Source document –
Start of Block

Before the Las Vegas Review-Journal was against legalizing recreational marijuana in Nevada, it was for it.

All in, lean in for it.

On May 30, 2014, as legalization advocates began circulating a petition to put recreational marijuana on the Nevada ballot, the Review-Journal published an editorial titled “Legalizing recreational pot is good policy.”

It said, “Nevada voters have an opportunity to end America’s costly drug war,” called the legalization initiative “an important step forward in fixing a failed policy” and concluded that “If you are presented with the petition, and you’re a registered voter, sign it.”

A lot of people took the paper’s advice. The petition circulators had little trouble collecting the 101,000-plus signatures they needed.

A year later, in a July 26, 2015 editorial, the Review-Journal added that it supported legalization “not only because of the supreme costs related to policing, prosecuting, and incarcerating drug offenders — not to mention the tragic (and preventable) cost in human lives — but also due to the inescapable fact that no amount of government pressure has ever reduced demand for illegal drugs in the United States.”

And on November 29, 2015, the Review-Journal urged all presidential candidates to support removing marijuana from Schedule I of the Controlled Substances Act.

End of Block

Dataset records –
Start of Block

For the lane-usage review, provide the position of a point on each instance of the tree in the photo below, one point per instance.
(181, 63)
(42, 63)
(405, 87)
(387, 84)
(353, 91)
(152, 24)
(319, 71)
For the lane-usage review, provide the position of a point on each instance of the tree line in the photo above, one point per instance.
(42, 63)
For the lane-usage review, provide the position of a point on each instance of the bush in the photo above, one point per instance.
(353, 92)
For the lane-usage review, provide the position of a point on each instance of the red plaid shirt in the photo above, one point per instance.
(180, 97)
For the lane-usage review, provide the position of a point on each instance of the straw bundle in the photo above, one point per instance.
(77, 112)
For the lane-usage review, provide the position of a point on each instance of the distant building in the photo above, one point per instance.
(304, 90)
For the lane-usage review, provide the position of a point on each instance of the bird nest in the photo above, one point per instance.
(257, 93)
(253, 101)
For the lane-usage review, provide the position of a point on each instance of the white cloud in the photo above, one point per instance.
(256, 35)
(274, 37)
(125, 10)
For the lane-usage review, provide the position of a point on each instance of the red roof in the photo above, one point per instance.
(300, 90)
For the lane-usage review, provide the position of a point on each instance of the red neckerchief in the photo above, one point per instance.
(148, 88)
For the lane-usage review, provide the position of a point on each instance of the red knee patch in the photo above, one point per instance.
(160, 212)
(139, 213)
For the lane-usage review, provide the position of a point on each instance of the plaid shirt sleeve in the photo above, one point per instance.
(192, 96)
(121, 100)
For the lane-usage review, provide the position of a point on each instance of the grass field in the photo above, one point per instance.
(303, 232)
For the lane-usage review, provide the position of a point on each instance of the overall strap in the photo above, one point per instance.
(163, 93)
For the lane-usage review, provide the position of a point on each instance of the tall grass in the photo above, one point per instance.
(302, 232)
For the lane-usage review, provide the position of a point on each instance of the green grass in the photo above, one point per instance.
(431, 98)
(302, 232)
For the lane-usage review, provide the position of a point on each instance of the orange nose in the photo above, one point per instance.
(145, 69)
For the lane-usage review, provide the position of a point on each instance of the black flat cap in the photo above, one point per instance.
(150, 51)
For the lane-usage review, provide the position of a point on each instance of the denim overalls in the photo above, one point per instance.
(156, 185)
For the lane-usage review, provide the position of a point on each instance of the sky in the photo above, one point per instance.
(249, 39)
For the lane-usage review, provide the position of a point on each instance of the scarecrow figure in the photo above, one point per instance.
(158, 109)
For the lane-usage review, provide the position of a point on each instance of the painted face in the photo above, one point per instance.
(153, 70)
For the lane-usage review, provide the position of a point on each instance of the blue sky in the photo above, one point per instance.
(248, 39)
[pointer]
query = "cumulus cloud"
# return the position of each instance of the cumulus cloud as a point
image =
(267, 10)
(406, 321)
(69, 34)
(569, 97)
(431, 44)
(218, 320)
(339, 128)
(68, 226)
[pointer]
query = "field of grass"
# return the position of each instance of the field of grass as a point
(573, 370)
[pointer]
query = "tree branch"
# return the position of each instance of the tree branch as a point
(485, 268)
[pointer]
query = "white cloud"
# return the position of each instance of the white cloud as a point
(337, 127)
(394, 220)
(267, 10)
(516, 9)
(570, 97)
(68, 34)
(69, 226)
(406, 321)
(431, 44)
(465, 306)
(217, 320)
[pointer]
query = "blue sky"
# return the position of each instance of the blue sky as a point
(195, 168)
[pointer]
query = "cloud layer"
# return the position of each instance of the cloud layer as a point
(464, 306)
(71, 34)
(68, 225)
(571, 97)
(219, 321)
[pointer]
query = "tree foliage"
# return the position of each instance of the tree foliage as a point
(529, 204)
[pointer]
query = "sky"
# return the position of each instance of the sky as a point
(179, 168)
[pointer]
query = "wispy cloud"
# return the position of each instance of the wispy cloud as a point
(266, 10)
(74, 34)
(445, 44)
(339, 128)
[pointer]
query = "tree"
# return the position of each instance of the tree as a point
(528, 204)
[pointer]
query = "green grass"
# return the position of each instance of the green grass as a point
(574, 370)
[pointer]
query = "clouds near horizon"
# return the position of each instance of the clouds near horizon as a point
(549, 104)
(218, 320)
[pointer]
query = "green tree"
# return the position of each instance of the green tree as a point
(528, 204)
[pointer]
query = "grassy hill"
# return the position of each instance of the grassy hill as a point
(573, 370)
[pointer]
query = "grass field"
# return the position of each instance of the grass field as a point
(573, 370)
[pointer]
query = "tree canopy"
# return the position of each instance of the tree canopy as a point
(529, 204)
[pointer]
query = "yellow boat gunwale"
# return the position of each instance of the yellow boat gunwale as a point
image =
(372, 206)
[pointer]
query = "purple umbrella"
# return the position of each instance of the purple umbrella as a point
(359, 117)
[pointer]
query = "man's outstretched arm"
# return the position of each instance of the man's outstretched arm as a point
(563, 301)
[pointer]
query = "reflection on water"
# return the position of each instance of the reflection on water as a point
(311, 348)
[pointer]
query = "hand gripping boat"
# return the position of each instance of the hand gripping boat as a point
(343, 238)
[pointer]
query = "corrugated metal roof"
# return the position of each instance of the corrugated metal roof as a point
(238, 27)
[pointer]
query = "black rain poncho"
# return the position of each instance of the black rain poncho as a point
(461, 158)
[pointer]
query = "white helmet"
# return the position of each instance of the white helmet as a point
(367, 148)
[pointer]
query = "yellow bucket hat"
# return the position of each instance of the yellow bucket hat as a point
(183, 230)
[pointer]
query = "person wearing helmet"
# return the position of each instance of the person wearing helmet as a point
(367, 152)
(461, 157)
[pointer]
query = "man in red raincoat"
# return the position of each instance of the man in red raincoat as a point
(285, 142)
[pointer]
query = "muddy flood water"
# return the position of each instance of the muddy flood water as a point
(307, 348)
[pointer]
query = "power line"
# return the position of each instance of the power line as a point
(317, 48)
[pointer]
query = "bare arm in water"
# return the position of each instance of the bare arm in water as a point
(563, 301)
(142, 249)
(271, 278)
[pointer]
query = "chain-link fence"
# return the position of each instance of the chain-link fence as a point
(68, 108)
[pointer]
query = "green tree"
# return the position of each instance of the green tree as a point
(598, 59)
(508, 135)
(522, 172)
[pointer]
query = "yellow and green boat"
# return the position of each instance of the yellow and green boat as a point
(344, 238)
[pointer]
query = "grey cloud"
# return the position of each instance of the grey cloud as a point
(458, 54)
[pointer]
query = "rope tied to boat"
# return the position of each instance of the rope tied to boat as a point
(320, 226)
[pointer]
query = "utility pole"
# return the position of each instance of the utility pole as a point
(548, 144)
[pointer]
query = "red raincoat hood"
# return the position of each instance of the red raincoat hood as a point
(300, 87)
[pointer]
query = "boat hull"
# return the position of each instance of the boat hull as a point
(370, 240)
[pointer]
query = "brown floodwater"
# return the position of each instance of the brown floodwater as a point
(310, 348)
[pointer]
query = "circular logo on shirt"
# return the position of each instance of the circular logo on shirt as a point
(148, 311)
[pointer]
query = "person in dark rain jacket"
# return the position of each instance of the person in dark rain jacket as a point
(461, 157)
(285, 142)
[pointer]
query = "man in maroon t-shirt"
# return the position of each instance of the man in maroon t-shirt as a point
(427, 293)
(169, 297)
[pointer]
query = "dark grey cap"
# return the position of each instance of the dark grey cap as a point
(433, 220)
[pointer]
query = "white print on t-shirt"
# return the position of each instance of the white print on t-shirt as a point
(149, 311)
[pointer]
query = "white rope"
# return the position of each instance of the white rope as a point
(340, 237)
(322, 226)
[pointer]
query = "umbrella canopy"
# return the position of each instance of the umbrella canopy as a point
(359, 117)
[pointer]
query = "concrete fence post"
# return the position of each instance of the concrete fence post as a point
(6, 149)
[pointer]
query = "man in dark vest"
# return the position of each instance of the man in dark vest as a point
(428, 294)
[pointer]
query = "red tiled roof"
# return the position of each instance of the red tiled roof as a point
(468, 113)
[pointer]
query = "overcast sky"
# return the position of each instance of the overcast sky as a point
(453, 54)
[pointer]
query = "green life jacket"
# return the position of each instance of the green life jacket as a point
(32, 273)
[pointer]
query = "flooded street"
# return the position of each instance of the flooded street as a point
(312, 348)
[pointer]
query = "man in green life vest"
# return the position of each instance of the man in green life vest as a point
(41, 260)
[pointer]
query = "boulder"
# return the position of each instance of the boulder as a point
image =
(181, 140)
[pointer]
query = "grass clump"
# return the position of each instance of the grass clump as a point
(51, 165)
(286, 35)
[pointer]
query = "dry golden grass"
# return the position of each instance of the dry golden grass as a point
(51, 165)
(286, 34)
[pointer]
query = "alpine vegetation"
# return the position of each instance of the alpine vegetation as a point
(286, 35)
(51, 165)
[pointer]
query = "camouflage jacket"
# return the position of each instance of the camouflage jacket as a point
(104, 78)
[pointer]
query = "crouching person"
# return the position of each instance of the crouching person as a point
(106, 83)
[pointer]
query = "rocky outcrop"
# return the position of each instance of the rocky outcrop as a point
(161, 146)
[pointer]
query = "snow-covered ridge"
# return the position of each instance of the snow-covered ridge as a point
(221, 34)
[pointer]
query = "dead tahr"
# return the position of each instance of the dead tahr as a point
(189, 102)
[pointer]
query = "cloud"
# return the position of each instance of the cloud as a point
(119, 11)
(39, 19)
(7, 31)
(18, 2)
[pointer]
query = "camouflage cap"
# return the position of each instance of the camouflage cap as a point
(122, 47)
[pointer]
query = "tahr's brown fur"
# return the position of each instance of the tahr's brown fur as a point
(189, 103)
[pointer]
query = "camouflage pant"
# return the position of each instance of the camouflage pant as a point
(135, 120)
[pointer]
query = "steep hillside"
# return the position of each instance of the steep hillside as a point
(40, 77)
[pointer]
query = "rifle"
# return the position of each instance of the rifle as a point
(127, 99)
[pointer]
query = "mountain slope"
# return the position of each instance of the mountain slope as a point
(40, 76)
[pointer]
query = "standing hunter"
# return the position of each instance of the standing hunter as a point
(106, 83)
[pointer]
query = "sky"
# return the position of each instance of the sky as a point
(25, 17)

End of Block

Answer these from the text on the Review-Journal's marijuana editorials:
(a) What was the title of the editorial published on May 30, 2014?
(b) How many signatures did the petition circulators need?
(c) What did the November 29, 2015 editorial urge all presidential candidates to support?

Answer to the problem –
(a) "Legalizing recreational pot is good policy."
(b) 101,000-plus signatures.
(c) Removing marijuana from Schedule I of the Controlled Substances Act.